_Problem description_:
Transcribe the data exactly.

_Excerpts from a dataset_:
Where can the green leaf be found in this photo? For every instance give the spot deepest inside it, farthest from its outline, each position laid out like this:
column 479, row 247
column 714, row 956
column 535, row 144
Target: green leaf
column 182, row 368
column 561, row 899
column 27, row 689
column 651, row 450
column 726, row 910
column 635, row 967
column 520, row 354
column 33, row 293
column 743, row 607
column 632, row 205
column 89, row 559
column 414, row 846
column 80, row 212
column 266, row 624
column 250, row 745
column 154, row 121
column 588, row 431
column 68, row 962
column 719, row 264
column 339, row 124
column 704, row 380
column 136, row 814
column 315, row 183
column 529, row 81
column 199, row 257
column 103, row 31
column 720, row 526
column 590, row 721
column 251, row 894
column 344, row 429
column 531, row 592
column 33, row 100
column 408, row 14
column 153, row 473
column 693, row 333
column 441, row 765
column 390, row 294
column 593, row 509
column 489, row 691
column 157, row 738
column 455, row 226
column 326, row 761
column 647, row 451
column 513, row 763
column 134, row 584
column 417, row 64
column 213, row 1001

_Solved exercise_:
Where can the green leaf be found in this photo? For every instance give the spot deepest inside it, farthest from its outline, each position laid out like this:
column 479, row 247
column 714, row 956
column 535, row 144
Target: green leaf
column 182, row 368
column 561, row 899
column 27, row 689
column 651, row 450
column 726, row 910
column 635, row 967
column 520, row 354
column 33, row 293
column 743, row 607
column 632, row 205
column 89, row 559
column 414, row 846
column 80, row 212
column 266, row 624
column 250, row 745
column 154, row 121
column 588, row 431
column 68, row 962
column 719, row 264
column 339, row 124
column 704, row 380
column 136, row 814
column 315, row 183
column 529, row 81
column 199, row 257
column 103, row 31
column 720, row 526
column 590, row 721
column 251, row 894
column 344, row 429
column 531, row 592
column 33, row 100
column 408, row 14
column 153, row 473
column 693, row 333
column 441, row 765
column 390, row 294
column 593, row 509
column 489, row 691
column 157, row 738
column 455, row 226
column 326, row 761
column 647, row 451
column 513, row 763
column 134, row 584
column 417, row 64
column 213, row 1001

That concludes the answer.